Every line in the entries that holds "bike" should be identified and copied.

======== TASK DATA

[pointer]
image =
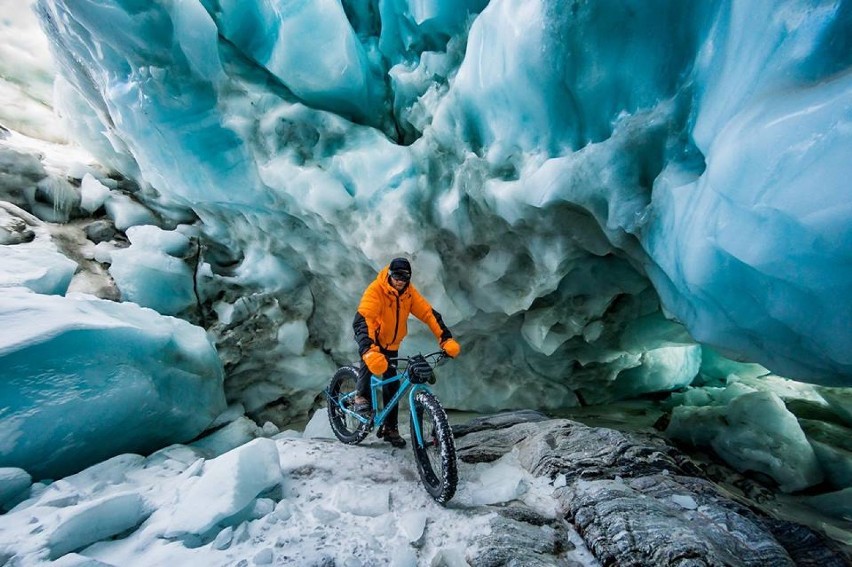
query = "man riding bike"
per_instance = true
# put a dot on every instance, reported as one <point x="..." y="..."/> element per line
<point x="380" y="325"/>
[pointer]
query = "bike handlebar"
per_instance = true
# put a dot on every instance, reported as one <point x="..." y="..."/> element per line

================
======== TASK DATA

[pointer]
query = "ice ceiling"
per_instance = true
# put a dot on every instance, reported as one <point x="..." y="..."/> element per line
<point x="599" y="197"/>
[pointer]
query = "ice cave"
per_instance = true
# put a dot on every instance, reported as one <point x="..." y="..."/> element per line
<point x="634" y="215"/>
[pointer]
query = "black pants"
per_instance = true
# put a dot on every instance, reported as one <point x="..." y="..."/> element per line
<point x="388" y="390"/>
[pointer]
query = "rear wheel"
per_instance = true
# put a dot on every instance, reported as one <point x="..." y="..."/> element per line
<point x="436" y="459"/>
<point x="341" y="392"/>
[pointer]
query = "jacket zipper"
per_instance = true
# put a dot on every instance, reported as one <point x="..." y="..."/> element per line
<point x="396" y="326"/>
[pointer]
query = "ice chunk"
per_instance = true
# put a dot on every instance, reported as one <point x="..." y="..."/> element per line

================

> **ANSWER FOR THE TASK**
query = "man riding bike"
query = "bike handlebar"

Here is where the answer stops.